In [106]:
import torch
import torch.nn as nn
import torch.nn.functional as F
import torch.optim as optim
from torchvision import datasets, transforms
from pdb import set_trace
from copy import copy
import numpy as np

In [150]:
class Net(nn.Module):
    
    def __init__(self, layer_sizes):
        super(Net, self).__init__()
        self.layer_sizes = layer_sizes
        self.n_layers = len(layer_sizes)
        self.n_params = 0
        for i in range(1, self.n_layers):
            attr = 'layer_{}'.format(i)
            setattr(self, attr, nn.Linear(layer_sizes[i-1],
                                          layer_sizes[i]))
            param_size = (layer_sizes[i-1] + 1) * layer_sizes[i]
            self.n_params += param_size
            
        self.param_sizes = [p.numel() for p in self.parameters()]
        self.param_shapes = [tuple(p.shape) for p in self.parameters()]
        self.param_cumsum = np.cumsum([0] + self.param_sizes)
            
        self.A = np.random.normal(0, 1, self.n_params)
        self.B = np.random.normal(0, 1, self.n_params)
        self.eta = np.random.normal(0, 1, self.n_params)
            
    def forward(self, x):
        x = x.view(-1, self.layer_sizes[0])
        for i_layer in range(1, self.n_layers):
            attr = 'layer_{}'.format(i_layer)
            layer = getattr(self, attr)
            x = layer(x)
            if i_layer < self.n_layers - 1:
                x = F.relu(x)
        
        return F.log_softmax(x, dim=1)
    
    def UORO_update_step(self, Q):
        
        self.rho_0 = 1
        self.rho_1 = 1
        
        self.nu = np.random.choice([-1, 1], Q.shape)
        grad = self.flatten_array([p.grad.data for p in self.parameters()])
        
        self.A = self.rho_0 * (self.A - self.eta * Q) + self.rho_1 * self.nu
        self.B = (1/self.rho_0) * self.B + (1/self.rho_1) * self.nu * grad
        
    def get_updated_eta(self, mlr):
        
        grad = self.flatten_array([p.grad.data for p in self.parameters()])
        self.eta -= mlr*(grad.dot(self.A)) * self.B
        
        return np.copy(self.unflatten_array(self.eta))
    
    def flatten_array(self, X):
        """Takes list of arrays in natural shape of the network parameters
        and returns as a flattened 1D numpy array."""
        
        return np.concatenate([x.flatten() for x in X])
            
    def unflatten_array(self, X):
        """Takes flattened array and returns in natural shape for network
        parameters."""
        
        N = self.param_cumsum
        
        return [np.reshape(X[N[i]:N[i+1]], s) for i, s in enumerate(self.param_shapes)]
        
        

In [151]:
import torch
from torch.optim.optimizer import Optimizer
from itertools import tee

class SGD_Multi_LR(Optimizer):

    def __init__(self, params, lr_init=0.005):
        
        params, params_copy = tee(params)
        LR = [lr_init*torch.ones(p.shape) for p in params]
        defaults = dict(lr=LR)
        super(SGD_Multi_LR, self).__init__(params_copy, defaults)

[Pointing records for named objects]
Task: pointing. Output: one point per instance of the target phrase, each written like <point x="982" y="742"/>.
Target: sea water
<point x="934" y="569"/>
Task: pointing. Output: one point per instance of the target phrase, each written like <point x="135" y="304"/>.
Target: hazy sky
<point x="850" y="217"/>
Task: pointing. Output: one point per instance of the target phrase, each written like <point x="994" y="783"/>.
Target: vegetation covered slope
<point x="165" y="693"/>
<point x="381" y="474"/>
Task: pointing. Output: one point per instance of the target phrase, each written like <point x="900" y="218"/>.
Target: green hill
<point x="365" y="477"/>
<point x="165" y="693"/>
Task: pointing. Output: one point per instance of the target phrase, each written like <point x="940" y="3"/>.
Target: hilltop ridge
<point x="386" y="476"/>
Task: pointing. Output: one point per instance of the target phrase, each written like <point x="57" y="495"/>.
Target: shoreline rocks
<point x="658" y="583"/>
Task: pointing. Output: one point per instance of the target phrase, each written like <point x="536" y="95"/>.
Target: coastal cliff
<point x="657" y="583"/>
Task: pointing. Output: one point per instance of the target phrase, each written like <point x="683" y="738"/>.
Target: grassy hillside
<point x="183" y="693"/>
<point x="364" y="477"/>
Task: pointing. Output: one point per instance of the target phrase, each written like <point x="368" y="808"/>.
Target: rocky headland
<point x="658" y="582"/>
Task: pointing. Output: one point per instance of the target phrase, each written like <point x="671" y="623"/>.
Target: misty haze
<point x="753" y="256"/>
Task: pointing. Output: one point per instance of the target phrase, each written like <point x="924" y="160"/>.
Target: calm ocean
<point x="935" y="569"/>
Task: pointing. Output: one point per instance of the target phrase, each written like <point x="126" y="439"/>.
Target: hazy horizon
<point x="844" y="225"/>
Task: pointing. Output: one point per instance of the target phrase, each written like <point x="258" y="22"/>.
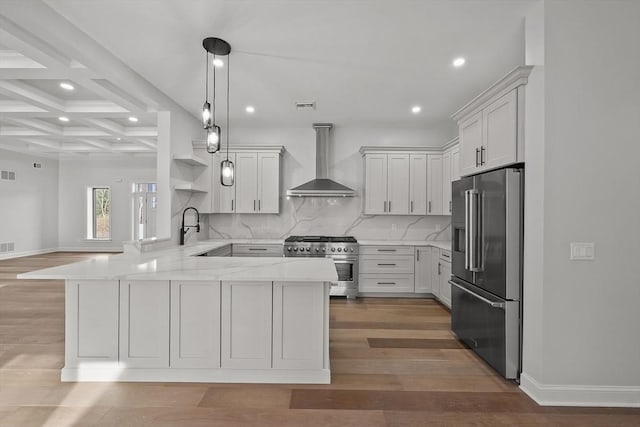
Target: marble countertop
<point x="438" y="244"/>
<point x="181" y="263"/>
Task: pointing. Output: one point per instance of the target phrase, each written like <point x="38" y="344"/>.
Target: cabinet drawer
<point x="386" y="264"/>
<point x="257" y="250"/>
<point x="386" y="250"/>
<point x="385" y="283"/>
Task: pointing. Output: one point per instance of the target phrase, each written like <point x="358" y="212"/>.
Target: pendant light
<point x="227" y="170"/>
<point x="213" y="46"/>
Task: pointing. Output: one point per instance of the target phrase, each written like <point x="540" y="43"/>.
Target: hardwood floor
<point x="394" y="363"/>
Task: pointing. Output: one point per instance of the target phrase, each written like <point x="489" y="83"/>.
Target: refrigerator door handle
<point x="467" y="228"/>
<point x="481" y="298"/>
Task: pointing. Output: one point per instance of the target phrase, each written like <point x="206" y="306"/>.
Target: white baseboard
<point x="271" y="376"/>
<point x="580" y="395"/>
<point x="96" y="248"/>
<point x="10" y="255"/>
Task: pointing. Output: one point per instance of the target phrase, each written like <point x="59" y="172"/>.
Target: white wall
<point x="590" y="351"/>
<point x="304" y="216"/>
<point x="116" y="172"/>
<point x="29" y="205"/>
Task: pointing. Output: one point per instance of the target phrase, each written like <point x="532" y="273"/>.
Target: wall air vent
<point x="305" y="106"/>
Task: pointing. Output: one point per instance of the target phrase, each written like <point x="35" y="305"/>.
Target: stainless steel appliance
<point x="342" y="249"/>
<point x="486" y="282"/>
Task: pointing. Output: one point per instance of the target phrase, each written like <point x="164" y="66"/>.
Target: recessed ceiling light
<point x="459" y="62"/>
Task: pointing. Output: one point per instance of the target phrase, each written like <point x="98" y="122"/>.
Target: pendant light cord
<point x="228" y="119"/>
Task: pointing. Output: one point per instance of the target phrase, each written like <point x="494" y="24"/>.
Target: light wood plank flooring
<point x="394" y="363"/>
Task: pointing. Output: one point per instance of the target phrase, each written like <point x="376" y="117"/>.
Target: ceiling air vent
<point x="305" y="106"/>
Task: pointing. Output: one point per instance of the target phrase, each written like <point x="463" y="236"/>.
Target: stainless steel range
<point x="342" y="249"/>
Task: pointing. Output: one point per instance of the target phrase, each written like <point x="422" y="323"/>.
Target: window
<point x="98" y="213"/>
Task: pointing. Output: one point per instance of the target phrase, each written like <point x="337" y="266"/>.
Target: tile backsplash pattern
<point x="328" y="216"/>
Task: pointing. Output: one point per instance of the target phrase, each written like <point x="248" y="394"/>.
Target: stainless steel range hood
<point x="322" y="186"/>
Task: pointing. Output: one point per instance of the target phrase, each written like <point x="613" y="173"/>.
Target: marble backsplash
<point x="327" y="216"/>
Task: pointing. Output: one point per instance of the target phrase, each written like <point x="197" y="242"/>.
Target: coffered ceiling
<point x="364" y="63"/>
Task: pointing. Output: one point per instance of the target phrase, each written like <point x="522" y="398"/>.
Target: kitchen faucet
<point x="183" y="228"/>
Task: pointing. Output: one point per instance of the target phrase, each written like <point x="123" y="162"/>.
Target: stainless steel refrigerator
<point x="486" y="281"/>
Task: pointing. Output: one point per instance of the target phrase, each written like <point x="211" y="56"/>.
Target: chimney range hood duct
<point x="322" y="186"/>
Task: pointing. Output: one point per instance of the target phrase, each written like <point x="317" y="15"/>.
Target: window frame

* * *

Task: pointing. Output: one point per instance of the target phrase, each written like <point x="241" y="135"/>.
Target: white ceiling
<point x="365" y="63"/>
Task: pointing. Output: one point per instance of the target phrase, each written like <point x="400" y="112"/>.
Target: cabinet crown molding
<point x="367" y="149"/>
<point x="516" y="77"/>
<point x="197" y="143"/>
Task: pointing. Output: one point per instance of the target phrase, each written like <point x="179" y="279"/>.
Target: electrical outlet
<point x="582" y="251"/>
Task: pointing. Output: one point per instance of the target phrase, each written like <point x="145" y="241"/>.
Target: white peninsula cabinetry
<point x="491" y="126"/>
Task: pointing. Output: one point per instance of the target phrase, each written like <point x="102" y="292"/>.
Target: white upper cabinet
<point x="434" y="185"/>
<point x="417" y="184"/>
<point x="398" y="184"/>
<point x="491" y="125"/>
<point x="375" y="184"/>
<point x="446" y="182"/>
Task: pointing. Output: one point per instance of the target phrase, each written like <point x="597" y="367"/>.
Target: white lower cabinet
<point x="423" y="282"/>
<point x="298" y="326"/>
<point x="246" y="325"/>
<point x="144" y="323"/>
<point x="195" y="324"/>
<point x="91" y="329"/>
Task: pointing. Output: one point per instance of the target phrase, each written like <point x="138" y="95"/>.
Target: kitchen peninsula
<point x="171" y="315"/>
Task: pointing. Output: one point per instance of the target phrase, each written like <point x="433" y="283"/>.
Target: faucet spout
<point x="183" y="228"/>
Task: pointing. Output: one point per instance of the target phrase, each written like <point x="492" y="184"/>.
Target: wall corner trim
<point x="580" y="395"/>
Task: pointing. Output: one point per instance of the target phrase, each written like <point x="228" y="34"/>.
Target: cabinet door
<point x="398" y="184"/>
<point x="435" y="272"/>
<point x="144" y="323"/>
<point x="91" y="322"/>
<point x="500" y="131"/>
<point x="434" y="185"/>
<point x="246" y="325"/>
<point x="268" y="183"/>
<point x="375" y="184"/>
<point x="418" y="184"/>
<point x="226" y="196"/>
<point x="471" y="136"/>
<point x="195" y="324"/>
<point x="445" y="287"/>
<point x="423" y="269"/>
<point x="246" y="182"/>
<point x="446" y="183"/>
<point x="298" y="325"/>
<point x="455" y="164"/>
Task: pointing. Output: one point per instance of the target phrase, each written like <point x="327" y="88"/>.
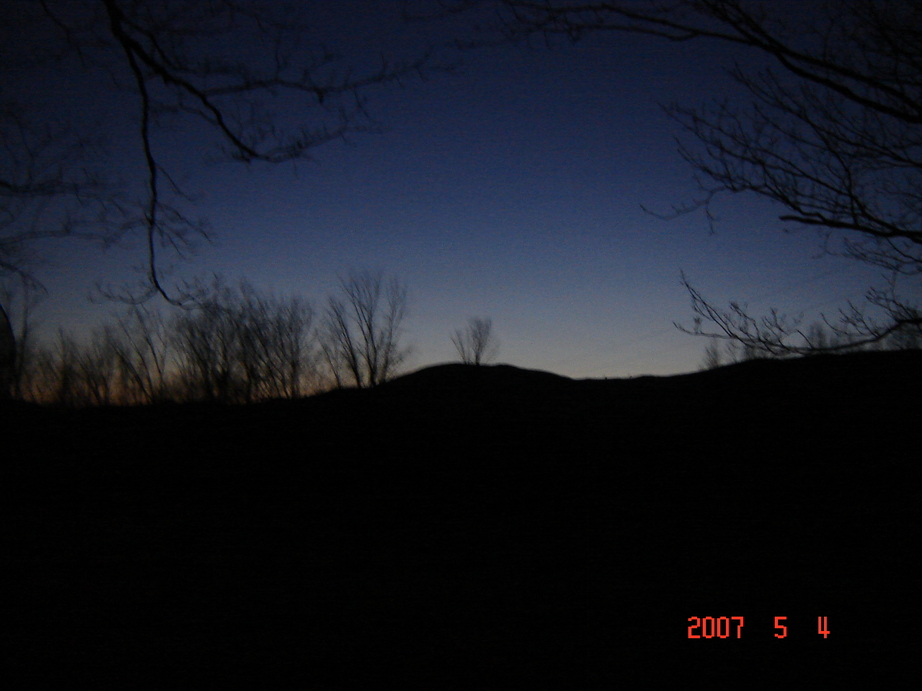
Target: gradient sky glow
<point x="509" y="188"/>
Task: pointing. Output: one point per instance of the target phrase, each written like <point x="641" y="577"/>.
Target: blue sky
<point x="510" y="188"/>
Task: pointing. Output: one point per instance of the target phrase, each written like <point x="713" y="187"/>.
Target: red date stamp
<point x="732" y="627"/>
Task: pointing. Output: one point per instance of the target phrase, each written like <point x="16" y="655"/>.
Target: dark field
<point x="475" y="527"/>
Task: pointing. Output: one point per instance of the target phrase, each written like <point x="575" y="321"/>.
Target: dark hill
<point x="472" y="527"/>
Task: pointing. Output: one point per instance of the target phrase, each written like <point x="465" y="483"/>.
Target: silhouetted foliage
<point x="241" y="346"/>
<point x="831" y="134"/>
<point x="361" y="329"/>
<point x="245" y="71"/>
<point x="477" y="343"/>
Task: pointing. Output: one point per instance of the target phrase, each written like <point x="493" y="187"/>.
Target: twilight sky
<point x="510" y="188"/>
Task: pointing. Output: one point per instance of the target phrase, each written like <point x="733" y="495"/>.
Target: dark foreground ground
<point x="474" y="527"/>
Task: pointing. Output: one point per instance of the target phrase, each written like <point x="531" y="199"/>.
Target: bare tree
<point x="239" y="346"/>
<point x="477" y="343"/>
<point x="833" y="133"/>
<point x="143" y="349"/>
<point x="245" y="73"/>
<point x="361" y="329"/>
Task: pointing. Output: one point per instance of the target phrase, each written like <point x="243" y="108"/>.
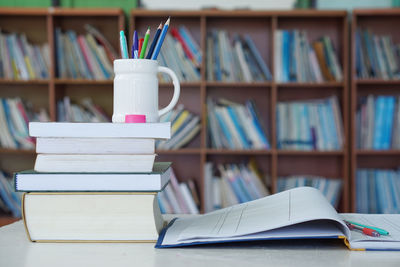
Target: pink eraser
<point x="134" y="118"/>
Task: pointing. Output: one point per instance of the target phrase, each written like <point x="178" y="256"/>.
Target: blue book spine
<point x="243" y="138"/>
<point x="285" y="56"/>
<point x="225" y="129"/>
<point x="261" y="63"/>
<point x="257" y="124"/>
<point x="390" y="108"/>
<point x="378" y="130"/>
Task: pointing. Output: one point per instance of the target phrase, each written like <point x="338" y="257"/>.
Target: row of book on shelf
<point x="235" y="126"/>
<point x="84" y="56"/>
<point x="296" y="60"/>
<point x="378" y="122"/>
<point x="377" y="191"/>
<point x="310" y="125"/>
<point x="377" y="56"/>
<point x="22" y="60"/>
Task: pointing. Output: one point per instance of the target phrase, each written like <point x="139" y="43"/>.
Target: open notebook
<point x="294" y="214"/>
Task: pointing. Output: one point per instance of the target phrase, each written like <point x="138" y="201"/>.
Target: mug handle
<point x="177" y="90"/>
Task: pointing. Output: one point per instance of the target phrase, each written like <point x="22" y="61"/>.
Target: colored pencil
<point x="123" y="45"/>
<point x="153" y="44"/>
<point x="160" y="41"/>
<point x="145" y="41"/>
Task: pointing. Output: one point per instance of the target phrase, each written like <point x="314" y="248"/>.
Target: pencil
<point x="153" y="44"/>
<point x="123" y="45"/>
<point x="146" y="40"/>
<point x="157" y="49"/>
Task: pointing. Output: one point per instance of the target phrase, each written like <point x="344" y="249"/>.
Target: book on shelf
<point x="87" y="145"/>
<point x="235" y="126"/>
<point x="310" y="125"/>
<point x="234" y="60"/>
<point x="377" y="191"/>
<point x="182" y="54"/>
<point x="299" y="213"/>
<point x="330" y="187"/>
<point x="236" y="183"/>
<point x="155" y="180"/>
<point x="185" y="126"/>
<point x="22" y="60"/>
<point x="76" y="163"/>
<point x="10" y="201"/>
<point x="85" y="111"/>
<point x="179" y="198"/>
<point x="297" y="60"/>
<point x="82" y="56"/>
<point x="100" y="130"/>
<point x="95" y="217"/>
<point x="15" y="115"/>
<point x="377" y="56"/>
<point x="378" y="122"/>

• Task description
Resume the PyTorch notebook code after its last line, carrying on with the SGD_Multi_LR class.

• Written reply
    def __setstate__(self, state):
        super(SGD_Multi_LR, self).__setstate__(state)

    def step(self):
        """Performs a single optimization step."""

        for group in self.param_groups:
            for p, lr in zip(group['params'], group['lr']):
                if p.grad is None:
                    continue
                d_p = p.grad.data
                p_change = -lr * d_p
                p.data.add_(p_change)

In [162]:
def train(model, train_loader, optimizer, epoch, r=0.001, mlr=0.00001,
          report_interval=1000):
    model.train()
    for batch_idx, (data, target) in enumerate(train_loader):
        optimizer.zero_grad()
        output = model(data)
        loss = F.nll_loss(output, target)
        loss.backward()
        optimizer.step()
        if batch_idx % report_interval == 0 and batch_idx > 0:
            print('Train Epoch: {} [{}/{} ({:.0f}%)]\tLoss: {:.6f}'.format(
                epoch, batch_idx * len(data), len(train_loader.dataset),
                100. * batch_idx / len(train_loader), loss.item()))
            
        ### --- METALEARNING --- ###
        
        #Approximate the Hessian
        A = model.unflatten_array(model.A)
        
        model_plus = copy(model)
        for p, a in zip(model_plus.parameters(), A):
            perturbation = torch.from_numpy(r*a).type(torch.FloatTensor)
            p.data += perturbation
        
        model_plus.train()
        output = model_plus(data)
        loss = F.nll_loss(output, target)
        loss.backward()
        
        model_minus = copy(model)
        for p, a in zip(model_minus.parameters(), A):
            p.data -= torch.from_numpy(r*a).type(torch.FloatTensor)
        
        model_minus.train()
        output = model_plus(data)
        loss = F.nll_loss(output, target)
        loss.backward()
        
        g_plus = [p.grad.data for p in model_plus.parameters()]
        g_minus = [p.grad.data for p in model_minus.parameters()]
        Q = (model.flatten_array(g_plus) - model.flatten_array(g_minus))/(2*r)
        
        model_test = copy(model)
        
        
        model.UORO_update_step(Q)
        new_eta = model.get_updated_eta(mlr)
        
        for lr, eta in zip(optimizer.param_groups[0]['lr'], new_eta):
            lr.data = torch.from_numpy(eta).type(torch.FloatTensor)

In [163]:
def test(model, test_loader):
    model.eval()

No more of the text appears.